The input:
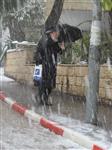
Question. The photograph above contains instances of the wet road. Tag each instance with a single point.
(18, 133)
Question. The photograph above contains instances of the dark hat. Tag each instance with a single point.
(51, 29)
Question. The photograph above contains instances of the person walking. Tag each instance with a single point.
(46, 56)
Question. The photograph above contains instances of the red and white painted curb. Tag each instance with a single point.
(52, 126)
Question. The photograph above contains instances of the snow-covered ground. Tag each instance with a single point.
(4, 78)
(18, 133)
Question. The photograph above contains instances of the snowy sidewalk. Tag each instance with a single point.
(75, 125)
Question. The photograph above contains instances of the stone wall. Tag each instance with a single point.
(70, 78)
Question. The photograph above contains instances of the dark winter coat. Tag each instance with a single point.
(46, 55)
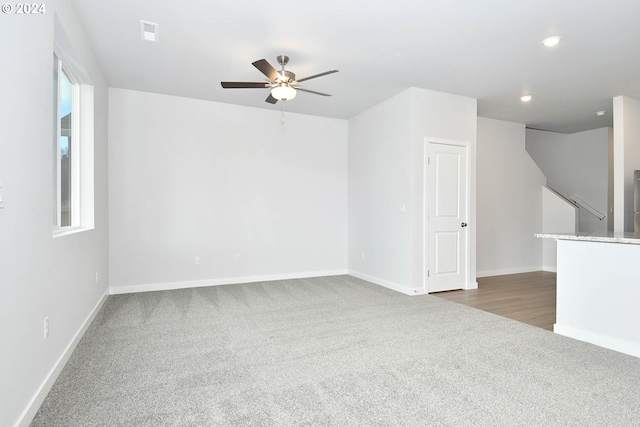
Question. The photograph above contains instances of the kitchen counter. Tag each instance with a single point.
(598, 289)
(607, 237)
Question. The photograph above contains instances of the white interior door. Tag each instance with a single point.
(447, 212)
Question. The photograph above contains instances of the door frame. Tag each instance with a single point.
(427, 188)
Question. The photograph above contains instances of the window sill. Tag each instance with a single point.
(60, 232)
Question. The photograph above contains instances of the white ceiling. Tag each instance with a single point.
(485, 49)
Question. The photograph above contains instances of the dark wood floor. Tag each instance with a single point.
(527, 297)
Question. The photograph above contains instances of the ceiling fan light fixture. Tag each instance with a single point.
(551, 41)
(283, 92)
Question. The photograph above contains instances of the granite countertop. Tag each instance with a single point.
(606, 237)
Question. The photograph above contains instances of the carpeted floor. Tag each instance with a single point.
(330, 351)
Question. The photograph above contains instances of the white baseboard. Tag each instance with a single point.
(116, 290)
(387, 284)
(615, 344)
(503, 271)
(32, 408)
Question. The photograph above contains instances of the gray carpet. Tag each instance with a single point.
(330, 351)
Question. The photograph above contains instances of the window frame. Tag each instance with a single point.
(81, 147)
(74, 149)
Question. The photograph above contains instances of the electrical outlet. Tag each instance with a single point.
(46, 328)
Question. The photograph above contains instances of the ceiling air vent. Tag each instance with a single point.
(149, 31)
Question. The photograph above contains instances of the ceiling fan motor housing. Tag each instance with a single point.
(286, 76)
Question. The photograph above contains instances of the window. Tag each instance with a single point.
(72, 149)
(66, 147)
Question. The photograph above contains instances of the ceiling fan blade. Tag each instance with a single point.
(270, 99)
(266, 69)
(244, 85)
(312, 91)
(317, 75)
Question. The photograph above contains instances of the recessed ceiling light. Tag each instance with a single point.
(551, 41)
(149, 31)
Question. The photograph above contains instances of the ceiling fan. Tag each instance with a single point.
(283, 83)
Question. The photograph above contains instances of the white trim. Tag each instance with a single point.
(513, 270)
(615, 344)
(32, 408)
(387, 284)
(168, 286)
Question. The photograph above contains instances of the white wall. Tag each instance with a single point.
(379, 184)
(386, 152)
(194, 178)
(576, 164)
(626, 154)
(509, 201)
(41, 276)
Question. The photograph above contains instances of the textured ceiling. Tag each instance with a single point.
(485, 49)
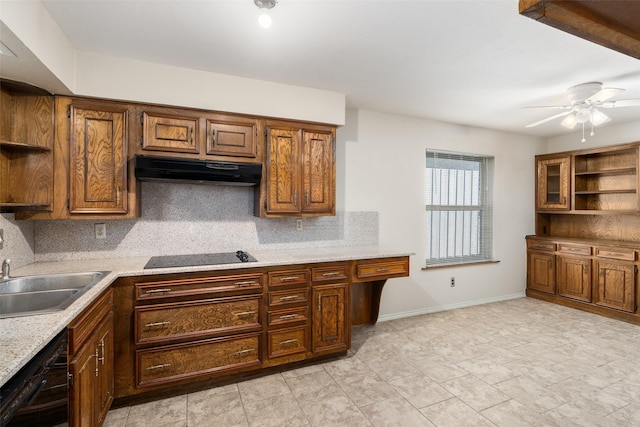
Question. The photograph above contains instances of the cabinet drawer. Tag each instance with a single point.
(287, 317)
(170, 133)
(164, 322)
(206, 357)
(536, 245)
(624, 254)
(86, 323)
(574, 249)
(288, 341)
(288, 278)
(382, 270)
(333, 273)
(291, 296)
(158, 290)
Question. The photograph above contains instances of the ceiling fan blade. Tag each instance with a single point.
(548, 119)
(555, 107)
(622, 103)
(603, 95)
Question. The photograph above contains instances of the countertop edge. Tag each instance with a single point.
(21, 338)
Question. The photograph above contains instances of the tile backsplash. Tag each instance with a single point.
(190, 218)
(19, 240)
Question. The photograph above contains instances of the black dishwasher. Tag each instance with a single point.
(38, 394)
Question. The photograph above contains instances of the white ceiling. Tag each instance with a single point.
(475, 62)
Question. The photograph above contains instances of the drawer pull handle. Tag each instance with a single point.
(245, 313)
(288, 316)
(613, 254)
(162, 366)
(246, 283)
(153, 325)
(157, 291)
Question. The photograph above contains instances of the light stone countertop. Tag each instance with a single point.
(22, 337)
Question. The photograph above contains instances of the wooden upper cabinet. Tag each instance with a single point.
(283, 171)
(232, 137)
(318, 166)
(553, 183)
(199, 134)
(98, 160)
(300, 172)
(165, 132)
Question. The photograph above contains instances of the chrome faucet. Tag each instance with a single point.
(6, 269)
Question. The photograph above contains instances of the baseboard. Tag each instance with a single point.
(393, 316)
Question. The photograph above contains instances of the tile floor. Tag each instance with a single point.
(522, 362)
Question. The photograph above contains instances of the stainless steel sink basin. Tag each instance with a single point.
(30, 295)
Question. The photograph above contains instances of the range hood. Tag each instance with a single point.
(168, 169)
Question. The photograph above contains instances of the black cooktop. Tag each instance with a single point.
(169, 261)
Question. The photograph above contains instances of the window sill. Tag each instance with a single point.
(460, 264)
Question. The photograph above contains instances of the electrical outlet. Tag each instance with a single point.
(100, 230)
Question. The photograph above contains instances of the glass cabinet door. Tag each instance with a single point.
(553, 183)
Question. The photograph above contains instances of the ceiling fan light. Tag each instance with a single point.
(570, 121)
(264, 20)
(598, 117)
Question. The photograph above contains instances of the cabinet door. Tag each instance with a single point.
(83, 408)
(283, 171)
(106, 358)
(553, 183)
(232, 138)
(616, 285)
(541, 272)
(166, 132)
(318, 179)
(98, 159)
(329, 328)
(574, 278)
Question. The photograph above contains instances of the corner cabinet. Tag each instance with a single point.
(92, 170)
(299, 178)
(91, 364)
(98, 160)
(26, 149)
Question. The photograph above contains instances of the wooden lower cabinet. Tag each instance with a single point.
(596, 276)
(330, 327)
(616, 285)
(183, 331)
(541, 272)
(91, 364)
(574, 278)
(167, 364)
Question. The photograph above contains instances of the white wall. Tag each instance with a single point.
(384, 172)
(608, 135)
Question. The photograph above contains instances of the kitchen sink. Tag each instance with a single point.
(31, 295)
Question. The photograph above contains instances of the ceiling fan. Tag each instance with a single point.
(585, 100)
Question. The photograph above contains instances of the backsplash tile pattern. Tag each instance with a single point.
(18, 240)
(189, 218)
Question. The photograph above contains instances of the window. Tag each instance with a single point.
(458, 208)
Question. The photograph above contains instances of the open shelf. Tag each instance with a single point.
(22, 146)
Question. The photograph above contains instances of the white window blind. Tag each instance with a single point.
(459, 218)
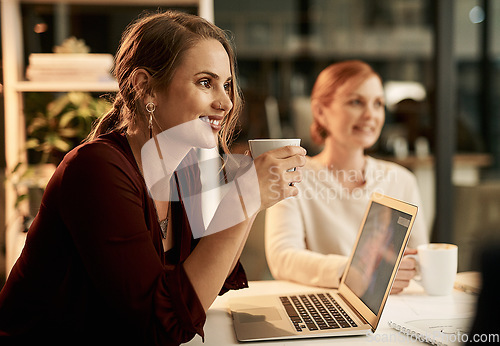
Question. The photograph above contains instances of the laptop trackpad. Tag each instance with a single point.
(257, 315)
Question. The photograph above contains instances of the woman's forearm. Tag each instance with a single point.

Written exercise: Quote every record above exactly, leaving out any pictures.

Response to this task:
Question. The photograph above contains instances of the wet road. Tag each instance with a single point.
(18, 133)
Question. The photograph above contains instances of the dark hat. Tag each instance with a single point.
(51, 29)
Question. The photograph above contains instances of the person walking. Tag each instance with a single point.
(46, 56)
Question. The photograph above contains instances of the red and white painted curb. Tag each instance with a single point.
(52, 126)
Question. The photograph above contains instances of the snow-covered ground. Tag each instance with a single point.
(4, 78)
(18, 133)
Question. The photograph above contains instances of the snowy sidewalk. Tag each instance with a single point.
(75, 125)
Question. The photograph above contains instances of the stone wall. Tag each instance with a single point.
(70, 78)
Question. The photograph above contains instances of the dark winter coat. Tag each instance with a single point.
(46, 55)
Question. The photograph above contains instances of the kitchen counter. Tag each instance with a single point.
(598, 289)
(607, 237)
Question. The photograph above contains instances of the white interior door. Tag each instance with a single point.
(447, 212)
Question. The photograph above contains instances of the door frame. Tag each instance with a single point.
(427, 188)
Question. The photograph above contains instances of the window sill. Tag each instance with a single point.
(60, 232)
Question. The photograph above contains instances of the white ceiling. Tag each instance with a single point.
(485, 49)
Question. The photograph above contains instances of the dark wood floor. Tag each instance with a single point.
(527, 297)
Question. The photograph above contains instances of the ceiling fan light fixture. Tag each instance with a single point.
(551, 41)
(283, 92)
Question. The photograph above contains instances of the granite countertop. Tag each instance with a single point.
(606, 237)
Question. The photograph above contains instances of the carpeted floor. Tag each instance with a single point.
(330, 351)
Question. The photograph above contains instances of the white baseboard. Tag each instance with a single point.
(116, 290)
(387, 284)
(615, 344)
(503, 271)
(32, 408)
Question. The photograph above contains instances of the gray carpet. Tag each instance with a single point.
(330, 351)
Question. The photograph above contains instances of the window frame. Tag each instance with a single point.
(81, 147)
(74, 149)
Question. The photograph above contains instances of the electrical outlet. Tag each instance with a single point.
(46, 328)
Question. The photograph above contains instances of the ceiling air vent. Tag each instance with a single point.
(149, 31)
Question. The photograph above contains instances of the ceiling fan motor housing. Tag each instance with a single point.
(286, 76)
Question. The photograph above contains instances of the window. Tag each instance with a single point.
(72, 149)
(66, 147)
Question. The photograph above contains instances of the ceiling fan blade. Tag each instance with a single point.
(270, 99)
(266, 69)
(244, 85)
(312, 91)
(317, 75)
Question. The photograph above contains instances of the recessed ceiling light. Tag each instance with a single point.
(551, 41)
(149, 31)
Question. The photograph above contains instances of the ceiling fan. Tag each instance with a single point.
(283, 83)
Question. The photograph above contains instances of the white trim. Tag each instance with a single point.
(513, 270)
(615, 344)
(32, 408)
(387, 284)
(168, 286)
Question. The photograph above contains instances of the white wall. Tag each instance with a single point.
(379, 184)
(386, 152)
(194, 178)
(576, 164)
(626, 154)
(509, 201)
(41, 276)
Question. The photograph above contains instances of the textured ceiling. Tag each instance with a single point.
(485, 49)
Question. The photograph above contains instances of the cabinet drawer. Tag each instance with a single point.
(287, 317)
(170, 133)
(164, 322)
(206, 357)
(536, 245)
(624, 254)
(86, 323)
(574, 249)
(288, 341)
(288, 278)
(382, 270)
(333, 273)
(291, 296)
(158, 290)
Question. The photograph above contains instances of the ceiling fan blade. Tag each instance with a single point.
(548, 119)
(555, 107)
(622, 103)
(603, 95)
Question. The photograph above contains instances of the countertop edge. Tag each instance with a single point.
(21, 338)
Question. The photograph above contains instances of the tile backsplash. Tag each instance with a single point.
(190, 218)
(19, 240)
Question. The photograph above contains instances of the black dishwasher. Tag each instance with a single point.
(38, 394)
Question. The photograph above contains instances of the white ceiling. Tag each instance with a single point.
(475, 62)
Question. The photograph above contains instances of the drawer pull handle. Tag each instance with a single point.
(245, 313)
(288, 316)
(613, 254)
(162, 366)
(246, 283)
(153, 325)
(157, 291)
Question. The photograph above contains instances of the light stone countertop. Tag each instance with a single point.
(22, 337)
Question. The photograph above contains instances of the wooden upper cabinet. Tag each instance with a single point.
(283, 171)
(232, 137)
(318, 166)
(553, 183)
(199, 134)
(98, 160)
(300, 172)
(165, 132)
Question. The photograph above contains instances of the chrome faucet. Tag each instance with a single point.
(6, 269)
Question. The photograph above contains instances of the baseboard. Tag each instance with a single point.
(393, 316)
Question. The photograph above contains instances of the tile floor. Tag each instance with a single point.
(522, 362)
Question. The photograph above contains instances of the stainless steel sink basin. Tag each instance with a single point.
(30, 295)
Question. The photograph above contains instances of the range hood. Tag each instance with a single point.
(168, 169)
Question. The photograph above contains instances of the black cooktop. Tag each instance with a single point.
(169, 261)
Question. The photograph above contains instances of the window sill. Tag each instance with a single point.
(460, 264)
Question. The photograph above contains instances of the electrical outlet. Tag each instance with a single point.
(100, 230)
Question. The photograph above contains instances of the glass cabinet door. Tag each instance with a single point.
(553, 183)
Question. The photograph above contains instances of the ceiling fan light. Tag each instance with a single point.
(570, 121)
(264, 20)
(598, 117)
Question. The photograph above contains instances of the cabinet door. Tag each instance with a single point.
(83, 408)
(283, 171)
(106, 358)
(553, 183)
(232, 138)
(616, 285)
(541, 272)
(166, 132)
(318, 179)
(98, 159)
(329, 328)
(574, 278)
Question. The photograph above contains instances of the corner cabinet. Tag each instance with a single point.
(92, 170)
(299, 178)
(91, 364)
(98, 160)
(26, 149)
Question. The photograph above contains instances of the wooden lower cabinet. Tag each instance with a single point.
(596, 276)
(330, 327)
(616, 285)
(183, 331)
(541, 272)
(91, 364)
(574, 278)
(167, 364)
Question. The photograph above contains instances of the white wall. Tag each instance with a single point.
(384, 172)
(608, 135)
Question. The photograph above contains instances of the kitchen sink. Tag each instance with a single point.
(31, 295)
Question. The photograph above contains instances of the ceiling fan. Tag each instance with a single point.
(585, 100)
Question. The photograph above contains instances of the backsplash tile pattern. Tag each instance with a single point.
(18, 240)
(189, 218)
Question. The photograph above contains instances of the window. Tag each instance with a single point.
(458, 208)
Question. The photograph above contains instances of the open shelf. Tag each instance with a single point.
(22, 146)
Question. The photograph above contains instances of the white window blind. Tag each instance with a single point.
(459, 218)
Question. The photograph above contains instances of the laptop trackpad. Tag each instance with a single point.
(257, 315)
Question. The photograph above contains instances of the woman's forearm. Tag each instance with a single point.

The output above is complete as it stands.